Bad Winter Weather Meets Big Data Prediction - InformationWeek
Data Management // Software Platforms
11:10 AM
Doug Henschen
Doug Henschen
Connect Directly

Bad Winter Weather Meets Big Data Prediction

The Weather Company is moving to a NoSQL-powered platform to gather some 20 terabytes of weather data per day. What's the biggest challenge?

When this winter's ice storms, artic deep freezes, and nasty nor'easters hit, it provided a good time to hunker down and get some inside projects done. Weather Company CIO Bryson Koehler has been working on a big one: consolidating 13 datacenters down to four, relying extensively on public cloud providers, and moving to a NoSQL-powered big-data platform.

When we last spoke to Koehler his company was preparing to move its Weather Underground business onto the new big-data platform, which runs the Riak database on Amazon public cloud computing resources, with backup resources on the Google Compute Cloud. Next up, plans called for the flagship Weather Channel to move to that same platform within a matter of weeks. Koehler's team has learned some key lessons along the way, particularly about the challenge of predicting costs when using external cloud services.

Despite horrible winter weather that kept everybody at The Weather Company more than a little busy, its SUN (Storage Utility Network) project is on track, according to Koehler. SUN captures some 2.25 billion (with a "b") weather data points 15 times every hour, up from 2.2 million (with an "m") data points four times per hour on the company's legacy on-premises platform. All that new data -- some 20 terabytes per day -- supports more accurate weather prediction around the globe.

[Want to learn more on Koehler's big-data plans? Hear him at the InformationWeek Conference, March 31-April 1.]

The Weather Company expects SUN to help it consolidate 13 datacenters down to four. The four remaining datacenters will be focused mainly on the company's broadcast infrastructure, which can't be moved to the cloud. The datacenter count is already down to eight, and it will go to seven by April. There have been challenges with the new platform, Koehler admits, with predictable costs being at the top of the list.

----

PROBLEMS TO WORK ON
1 > According to the article on The Weather Company's big-data platform, how many terabytes of weather data does SUN gather per day?
2 > Quote word for word the lines of the records from the line containing "Place one point on every instance of the pale" through the end of the records, inclusive.

Data entries

----

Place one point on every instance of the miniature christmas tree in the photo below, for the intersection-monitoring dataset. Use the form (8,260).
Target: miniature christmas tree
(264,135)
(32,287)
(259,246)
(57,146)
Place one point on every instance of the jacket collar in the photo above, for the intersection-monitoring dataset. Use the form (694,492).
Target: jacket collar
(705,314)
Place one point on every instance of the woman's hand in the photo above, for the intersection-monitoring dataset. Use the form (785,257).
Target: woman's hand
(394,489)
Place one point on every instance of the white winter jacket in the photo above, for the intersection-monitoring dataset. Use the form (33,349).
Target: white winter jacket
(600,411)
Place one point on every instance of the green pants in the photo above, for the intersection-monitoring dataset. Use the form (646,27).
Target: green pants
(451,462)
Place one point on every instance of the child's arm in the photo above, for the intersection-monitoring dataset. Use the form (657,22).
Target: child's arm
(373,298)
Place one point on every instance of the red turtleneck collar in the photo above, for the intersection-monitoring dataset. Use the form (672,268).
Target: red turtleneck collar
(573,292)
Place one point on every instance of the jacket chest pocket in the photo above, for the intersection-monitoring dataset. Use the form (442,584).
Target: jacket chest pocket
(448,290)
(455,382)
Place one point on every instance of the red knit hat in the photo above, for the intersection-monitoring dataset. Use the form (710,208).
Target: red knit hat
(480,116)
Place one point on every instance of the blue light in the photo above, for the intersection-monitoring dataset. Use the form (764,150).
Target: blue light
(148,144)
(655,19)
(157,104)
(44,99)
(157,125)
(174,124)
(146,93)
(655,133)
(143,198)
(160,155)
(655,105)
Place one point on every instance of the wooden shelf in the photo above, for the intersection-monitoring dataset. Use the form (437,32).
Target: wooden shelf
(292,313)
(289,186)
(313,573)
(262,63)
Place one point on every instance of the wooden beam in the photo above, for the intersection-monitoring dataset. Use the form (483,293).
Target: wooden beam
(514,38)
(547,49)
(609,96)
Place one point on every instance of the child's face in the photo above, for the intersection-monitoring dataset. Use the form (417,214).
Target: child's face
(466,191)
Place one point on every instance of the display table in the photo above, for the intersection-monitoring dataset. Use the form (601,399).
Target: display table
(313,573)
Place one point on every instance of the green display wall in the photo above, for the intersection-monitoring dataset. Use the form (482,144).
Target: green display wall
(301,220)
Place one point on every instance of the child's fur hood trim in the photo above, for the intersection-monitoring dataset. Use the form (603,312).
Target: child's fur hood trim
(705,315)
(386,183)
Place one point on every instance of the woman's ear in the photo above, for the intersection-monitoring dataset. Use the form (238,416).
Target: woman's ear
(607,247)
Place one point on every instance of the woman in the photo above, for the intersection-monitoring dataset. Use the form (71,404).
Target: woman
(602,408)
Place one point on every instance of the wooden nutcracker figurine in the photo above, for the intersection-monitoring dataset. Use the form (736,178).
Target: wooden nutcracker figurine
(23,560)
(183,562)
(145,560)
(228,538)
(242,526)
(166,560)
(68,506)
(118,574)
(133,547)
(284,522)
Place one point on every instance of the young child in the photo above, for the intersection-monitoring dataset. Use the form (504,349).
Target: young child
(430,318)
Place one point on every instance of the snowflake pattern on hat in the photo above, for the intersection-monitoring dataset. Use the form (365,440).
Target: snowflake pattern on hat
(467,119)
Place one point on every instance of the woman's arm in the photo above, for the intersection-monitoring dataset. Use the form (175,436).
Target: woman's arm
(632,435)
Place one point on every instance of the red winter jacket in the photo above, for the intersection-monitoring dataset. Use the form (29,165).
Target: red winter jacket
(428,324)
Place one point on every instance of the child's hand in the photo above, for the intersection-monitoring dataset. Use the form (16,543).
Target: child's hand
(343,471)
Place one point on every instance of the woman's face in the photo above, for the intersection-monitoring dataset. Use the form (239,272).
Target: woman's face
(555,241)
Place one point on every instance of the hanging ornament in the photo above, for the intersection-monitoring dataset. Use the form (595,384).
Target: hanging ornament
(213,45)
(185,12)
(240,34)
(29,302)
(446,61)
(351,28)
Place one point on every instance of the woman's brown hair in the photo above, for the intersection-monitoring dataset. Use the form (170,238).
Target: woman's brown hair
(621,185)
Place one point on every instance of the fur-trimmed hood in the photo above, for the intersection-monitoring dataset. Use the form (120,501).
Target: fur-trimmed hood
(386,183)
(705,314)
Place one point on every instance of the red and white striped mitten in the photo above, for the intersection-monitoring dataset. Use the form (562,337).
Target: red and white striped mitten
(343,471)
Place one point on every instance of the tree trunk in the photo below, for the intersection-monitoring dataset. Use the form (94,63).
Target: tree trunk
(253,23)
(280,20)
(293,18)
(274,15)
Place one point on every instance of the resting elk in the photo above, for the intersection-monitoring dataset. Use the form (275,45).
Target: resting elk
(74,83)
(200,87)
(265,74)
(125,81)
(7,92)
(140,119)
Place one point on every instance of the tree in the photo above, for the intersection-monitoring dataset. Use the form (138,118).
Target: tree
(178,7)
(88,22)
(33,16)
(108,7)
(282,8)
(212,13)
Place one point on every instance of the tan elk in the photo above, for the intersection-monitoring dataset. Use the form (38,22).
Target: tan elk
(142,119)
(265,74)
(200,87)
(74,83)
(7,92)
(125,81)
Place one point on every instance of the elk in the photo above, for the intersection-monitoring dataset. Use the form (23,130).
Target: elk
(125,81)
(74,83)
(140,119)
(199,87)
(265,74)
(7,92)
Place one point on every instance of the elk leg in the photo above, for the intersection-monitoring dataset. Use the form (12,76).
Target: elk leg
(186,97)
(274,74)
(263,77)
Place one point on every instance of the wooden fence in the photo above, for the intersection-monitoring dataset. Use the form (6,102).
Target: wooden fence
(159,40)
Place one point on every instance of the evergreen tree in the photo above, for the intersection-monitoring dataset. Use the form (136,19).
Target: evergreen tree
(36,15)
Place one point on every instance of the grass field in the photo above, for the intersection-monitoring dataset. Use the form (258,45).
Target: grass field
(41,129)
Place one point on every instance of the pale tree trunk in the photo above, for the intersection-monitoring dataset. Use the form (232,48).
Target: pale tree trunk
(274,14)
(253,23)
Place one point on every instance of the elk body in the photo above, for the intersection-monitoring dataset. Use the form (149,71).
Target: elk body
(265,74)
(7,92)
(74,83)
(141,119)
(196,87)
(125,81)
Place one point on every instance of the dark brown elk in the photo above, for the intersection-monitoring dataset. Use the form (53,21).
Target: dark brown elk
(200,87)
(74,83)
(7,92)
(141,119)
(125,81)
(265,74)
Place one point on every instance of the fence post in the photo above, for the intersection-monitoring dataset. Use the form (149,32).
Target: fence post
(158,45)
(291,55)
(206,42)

----

ANSWERS TO EACH TASK
1 > Some 20 terabytes per day.

2 >
Place one point on every instance of the pale tree trunk in the photo above, for the intersection-monitoring dataset. Use the form (232,48).
Target: pale tree trunk
(274,14)
(253,23)
Place one point on every instance of the elk body in the photo above, for the intersection-monitoring dataset. Use the form (149,71).
Target: elk body
(265,74)
(7,92)
(74,83)
(141,119)
(196,87)
(125,81)
Place one point on every instance of the dark brown elk in the photo above, for the intersection-monitoring dataset. Use the form (53,21).
Target: dark brown elk
(200,87)
(74,83)
(7,92)
(141,119)
(125,81)
(265,74)
Place one point on every instance of the fence post in the photo above, for the intersection-monitoring dataset. Use the form (149,32).
Target: fence post
(158,45)
(291,55)
(206,42)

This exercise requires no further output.